TEXT SECTION:
────────────────

The Dinosaur Quarry of Altamura, also known as cava dei dinosauri or cava Pontrelli, is an area of scientific interest located in the countryside of the city of Altamura, Italy, where about 4000 footprints of dinosaurs have been found (according to other sources, they are much more than 4000). It was originally an abandoned quarry located in an area named Pontrelli located on "Via Santeramo", where a kind of carbonate rock known as calcare di Altamura used to be extracted. It originally belonged to the De Lucia family and, after a few changes of ownership, in 2016 it was expropriated. Now it belongs to the Municipality of Altamura due to the remarkable scientific relevance of the discovery.

== History of the discovery ==
The dinosaur footprints were accidentally discovered on May 10, 1999, by two marine geologists of the University of Ancona, Michele Claps and Massimo Sarti, while they were carrying out research on behalf of the company Tamoil. Shortly thereafter, Italian paleontologist and ichnologist Umberto Nicosia searched the area, confirming the authenticity of the discovery and in 1999 he introduced, on the basis of the surveys inside the quarry and together with other collaborators, a new ichnospecies which was given the name of Apulosauripus federicianus referred at an ankylosaurid long 5–6 meters.

== Characteristics ==
The climate of the period the footprints date back to (Upper Cretaceous, 90-65 million years ago) was very different from today. The climate was somehow similar to today's Bahamas and the water levels were probably shallow. According to the most recent theories, the fossilization of the footprints took place thanks to the periodic rise and fall of the sea level (the tide), which allowed the mud to be trampled by various species of dinosaurs. The footprints were then hardened by the phenomenon of diagenesis and, with the return of the water, they were covered with carbonate rocks (formed from fragments of shells and microorganisms). The latter then covered the holes of the footprints, thus fossilizing them.

────────────────

Free-text descriptions of objects:
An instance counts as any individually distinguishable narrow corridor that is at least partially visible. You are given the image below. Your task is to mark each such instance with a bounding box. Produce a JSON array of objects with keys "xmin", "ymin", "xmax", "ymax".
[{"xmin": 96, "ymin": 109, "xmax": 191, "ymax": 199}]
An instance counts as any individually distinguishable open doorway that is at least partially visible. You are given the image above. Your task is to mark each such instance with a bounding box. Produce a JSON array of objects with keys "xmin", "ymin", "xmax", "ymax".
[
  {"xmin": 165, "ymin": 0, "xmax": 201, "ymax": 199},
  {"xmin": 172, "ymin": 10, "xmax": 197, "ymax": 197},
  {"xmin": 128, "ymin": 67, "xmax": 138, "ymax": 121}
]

────────────────

EXERCISE A: Print the portion of the passage on the Altamura dinosaur quarry starting at "The Dinosaur Quarry" and ending at "of the discovery.".
EXERCISE B: According to the passage on the Altamura dinosaur quarry, how did the dinosaur footprints come to be fossilized?
This data is separate from the passage on the Altamura dinosaur quarry.

REPLY A:
The Dinosaur Quarry of Altamura, also known as cava dei dinosauri or cava Pontrelli, is an area of scientific interest located in the countryside of the city of Altamura, Italy, where about 4000 footprints of dinosaurs have been found (according to other sources, they are much more than 4000). It was originally an abandoned quarry located in an area named Pontrelli located on "Via Santeramo", where a kind of carbonate rock known as calcare di Altamura used to be extracted. It originally belonged to the De Lucia family and, after a few changes of ownership, in 2016 it was expropriated. Now it belongs to the Municipality of Altamura due to the remarkable scientific relevance of the discovery.

REPLY B: The periodic rise and fall of the tide let various dinosaur species trample the mud. Diagenesis then hardened the prints. When the water returned, carbonate rocks formed from shell fragments and microorganisms covered and filled the holes, fossilizing them.